Problem » Set down the listing exactly as given, minus images.

Excerpted data »
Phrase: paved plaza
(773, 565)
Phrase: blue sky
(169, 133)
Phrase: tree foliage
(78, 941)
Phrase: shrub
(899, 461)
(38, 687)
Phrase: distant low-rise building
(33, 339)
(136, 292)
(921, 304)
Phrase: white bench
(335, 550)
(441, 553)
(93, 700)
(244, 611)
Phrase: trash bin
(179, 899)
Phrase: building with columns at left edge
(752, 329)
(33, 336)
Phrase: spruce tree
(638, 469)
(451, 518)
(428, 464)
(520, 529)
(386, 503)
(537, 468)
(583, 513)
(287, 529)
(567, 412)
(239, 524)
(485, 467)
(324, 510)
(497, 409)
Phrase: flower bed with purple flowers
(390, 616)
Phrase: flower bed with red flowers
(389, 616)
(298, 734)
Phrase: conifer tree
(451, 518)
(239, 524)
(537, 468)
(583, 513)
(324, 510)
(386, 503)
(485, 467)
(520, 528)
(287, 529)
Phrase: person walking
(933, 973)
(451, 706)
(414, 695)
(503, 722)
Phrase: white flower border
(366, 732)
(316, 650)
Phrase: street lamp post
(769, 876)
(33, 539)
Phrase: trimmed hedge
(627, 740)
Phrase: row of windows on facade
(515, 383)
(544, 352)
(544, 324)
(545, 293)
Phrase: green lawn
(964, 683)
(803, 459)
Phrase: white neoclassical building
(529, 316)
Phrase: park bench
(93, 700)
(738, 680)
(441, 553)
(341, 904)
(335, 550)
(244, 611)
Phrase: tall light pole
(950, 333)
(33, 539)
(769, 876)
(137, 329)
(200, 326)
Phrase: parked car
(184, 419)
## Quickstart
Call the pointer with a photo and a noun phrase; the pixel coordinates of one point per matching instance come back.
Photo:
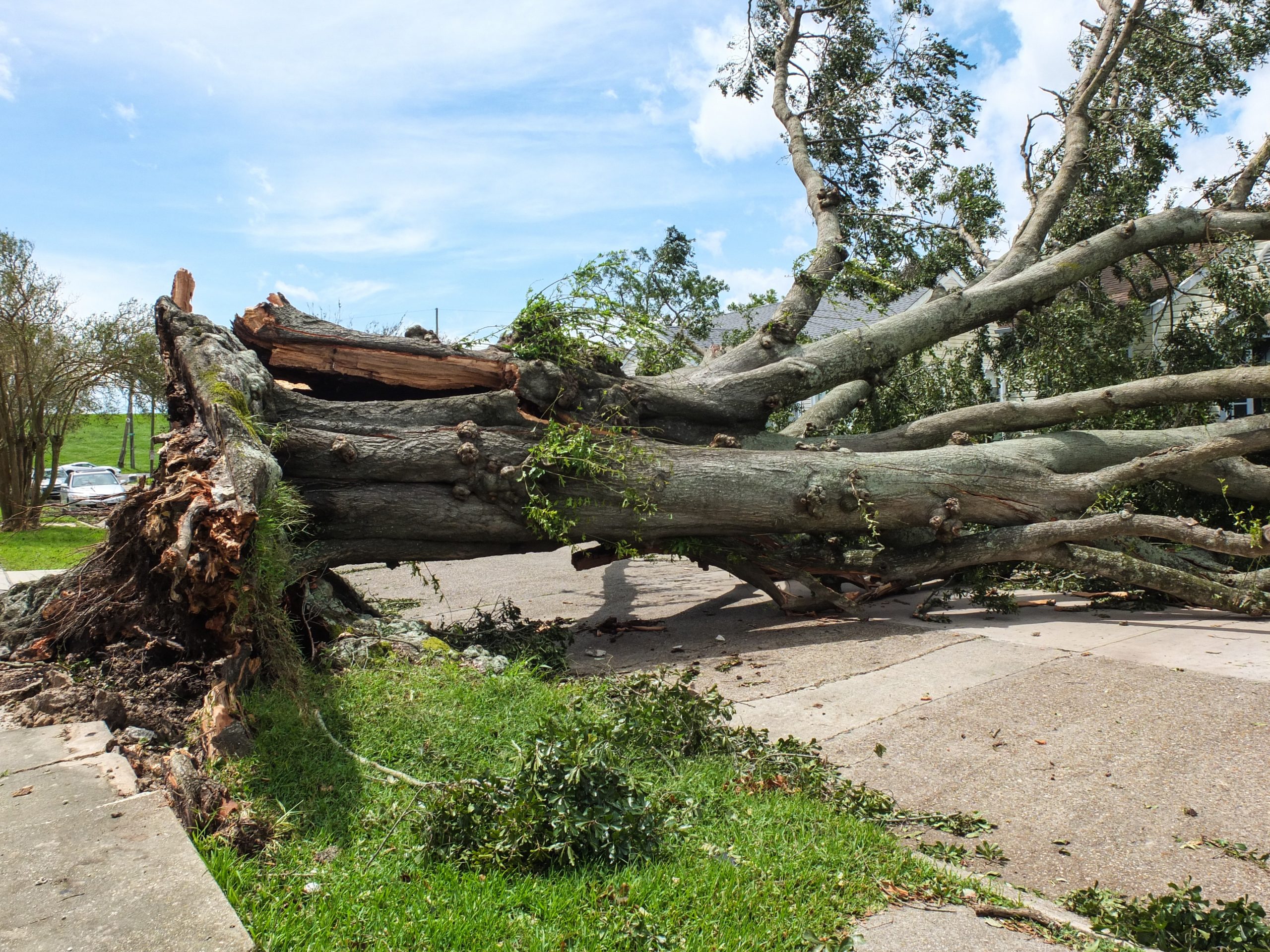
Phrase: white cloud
(1013, 89)
(5, 79)
(745, 281)
(353, 291)
(726, 128)
(298, 293)
(711, 241)
(261, 176)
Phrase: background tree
(50, 367)
(649, 306)
(141, 376)
(388, 450)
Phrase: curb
(1028, 900)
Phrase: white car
(83, 486)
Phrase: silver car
(83, 486)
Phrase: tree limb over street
(300, 446)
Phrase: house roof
(831, 316)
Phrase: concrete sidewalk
(88, 864)
(1104, 744)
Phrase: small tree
(141, 376)
(50, 365)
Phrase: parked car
(67, 468)
(83, 486)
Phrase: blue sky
(386, 158)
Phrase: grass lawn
(49, 547)
(737, 871)
(98, 438)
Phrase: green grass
(50, 547)
(97, 440)
(750, 873)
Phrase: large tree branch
(835, 405)
(1014, 416)
(802, 300)
(1167, 463)
(1248, 179)
(860, 353)
(1049, 203)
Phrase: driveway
(1105, 746)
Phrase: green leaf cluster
(1180, 921)
(578, 457)
(648, 305)
(568, 801)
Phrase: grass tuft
(48, 547)
(731, 869)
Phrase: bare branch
(1167, 463)
(1014, 416)
(1248, 179)
(838, 403)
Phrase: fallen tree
(300, 446)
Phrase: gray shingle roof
(829, 318)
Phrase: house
(1193, 298)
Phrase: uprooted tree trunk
(400, 448)
(405, 450)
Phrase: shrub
(505, 631)
(1180, 921)
(661, 710)
(568, 801)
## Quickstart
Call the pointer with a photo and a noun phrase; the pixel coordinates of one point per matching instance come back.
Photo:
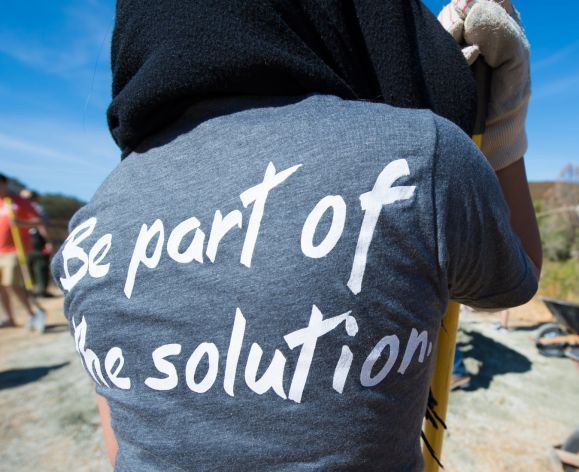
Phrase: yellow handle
(440, 385)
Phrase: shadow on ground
(17, 377)
(494, 358)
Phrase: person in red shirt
(10, 277)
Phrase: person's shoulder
(456, 154)
(364, 111)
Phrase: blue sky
(55, 88)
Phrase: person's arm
(108, 433)
(513, 182)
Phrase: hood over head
(169, 54)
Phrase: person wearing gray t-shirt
(260, 282)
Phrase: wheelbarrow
(560, 339)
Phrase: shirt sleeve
(484, 261)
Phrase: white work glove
(494, 31)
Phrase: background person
(40, 248)
(11, 279)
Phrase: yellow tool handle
(20, 252)
(442, 375)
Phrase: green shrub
(560, 280)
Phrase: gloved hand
(495, 32)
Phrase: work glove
(483, 27)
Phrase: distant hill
(541, 190)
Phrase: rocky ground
(517, 406)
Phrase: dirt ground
(517, 406)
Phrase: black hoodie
(170, 54)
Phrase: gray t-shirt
(261, 286)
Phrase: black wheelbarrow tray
(562, 338)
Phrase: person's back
(261, 285)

Task response »
Phrase: paved plaza
(773, 565)
Phrase: blue sky
(169, 133)
Phrase: tree foliage
(78, 941)
Phrase: shrub
(899, 461)
(38, 687)
Phrase: distant low-rise building
(33, 339)
(136, 292)
(921, 304)
Phrase: white bench
(335, 550)
(441, 553)
(93, 700)
(244, 611)
Phrase: trash bin
(179, 899)
Phrase: building with columns at left edge
(752, 329)
(33, 336)
Phrase: spruce tree
(638, 469)
(451, 518)
(428, 464)
(520, 529)
(386, 503)
(537, 468)
(583, 513)
(287, 529)
(567, 412)
(239, 524)
(485, 467)
(324, 510)
(497, 409)
Phrase: flower bed with purple flowers
(390, 616)
Phrase: flower bed with red flowers
(389, 616)
(298, 734)
Phrase: conifer tree
(451, 518)
(239, 524)
(537, 468)
(583, 513)
(324, 510)
(386, 503)
(485, 467)
(520, 528)
(287, 529)
Phrase: person walking
(933, 973)
(451, 706)
(414, 695)
(503, 722)
Phrase: white flower border
(366, 732)
(316, 650)
Phrase: street lamp post
(769, 876)
(33, 539)
Phrase: trimmed hedge
(627, 740)
Phrase: row of windows on facade
(515, 383)
(544, 352)
(544, 324)
(545, 293)
Phrase: green lawn
(964, 683)
(803, 459)
Phrase: white neoclassical building
(529, 316)
Phrase: park bench
(93, 700)
(738, 680)
(441, 553)
(341, 904)
(335, 550)
(244, 611)
Phrase: tall light pole
(950, 333)
(33, 539)
(769, 876)
(137, 329)
(200, 326)
Phrase: parked car
(184, 419)
## Quickstart
Call the pointer with a photo and a noun phrase; the pixel coordinates of one point per matching instance come back.
Photo:
Phrase: white cloud
(1013, 89)
(5, 79)
(745, 281)
(353, 291)
(726, 128)
(298, 293)
(711, 241)
(261, 176)
Phrase: background tree
(50, 367)
(649, 306)
(141, 376)
(388, 450)
Phrase: curb
(1028, 900)
Phrase: white car
(83, 486)
Phrase: silver car
(83, 486)
Phrase: tree limb over street
(300, 446)
Phrase: house roof
(831, 316)
Phrase: concrete sidewalk
(88, 864)
(1104, 744)
Phrase: small tree
(141, 376)
(50, 365)
Phrase: parked car
(67, 468)
(83, 486)
Phrase: blue sky
(386, 158)
Phrase: grass lawn
(49, 547)
(737, 871)
(98, 438)
Phrase: green grass
(50, 547)
(97, 440)
(750, 873)
Phrase: large tree branch
(835, 405)
(1014, 416)
(802, 300)
(1167, 463)
(1248, 179)
(860, 353)
(1049, 203)
Phrase: driveway
(1105, 746)
Phrase: green leaf cluster
(1180, 921)
(578, 457)
(648, 305)
(568, 801)
Phrase: grass tuft
(48, 547)
(731, 869)
Phrase: bare branch
(1167, 463)
(1014, 416)
(1248, 179)
(838, 403)
Phrase: fallen tree
(300, 446)
Phrase: gray shingle roof
(829, 318)
Phrase: house
(1193, 298)
Phrase: uprooted tree trunk
(400, 448)
(405, 450)
Phrase: shrub
(505, 631)
(1180, 921)
(661, 710)
(568, 801)
## Quickstart
Call the pointer with a photo and a noun phrase; the pixel coordinates of one point per matching instance come back.
Photo:
Phrase: yellow handle
(440, 385)
Phrase: shadow on ground
(17, 377)
(494, 358)
Phrase: person in red shirt
(10, 277)
Phrase: person's shoulder
(456, 154)
(364, 111)
Phrase: blue sky
(55, 88)
Phrase: person's arm
(108, 433)
(513, 182)
Phrase: hood over head
(169, 54)
Phrase: person wearing gray t-shirt
(260, 282)
Phrase: wheelbarrow
(560, 339)
Phrase: shirt sleeve
(484, 261)
Phrase: white work glove
(494, 31)
Phrase: background person
(40, 248)
(11, 279)
Phrase: yellow tool handle
(20, 252)
(442, 375)
Phrase: green shrub
(560, 280)
Phrase: gloved hand
(495, 32)
Phrase: work glove
(483, 27)
Phrase: distant hill
(541, 190)
Phrase: rocky ground
(517, 406)
Phrase: dirt ground
(517, 406)
Phrase: black hoodie
(170, 54)
Phrase: gray t-shirt
(261, 286)
Phrase: black wheelbarrow tray
(562, 338)
Phrase: person's back
(261, 285)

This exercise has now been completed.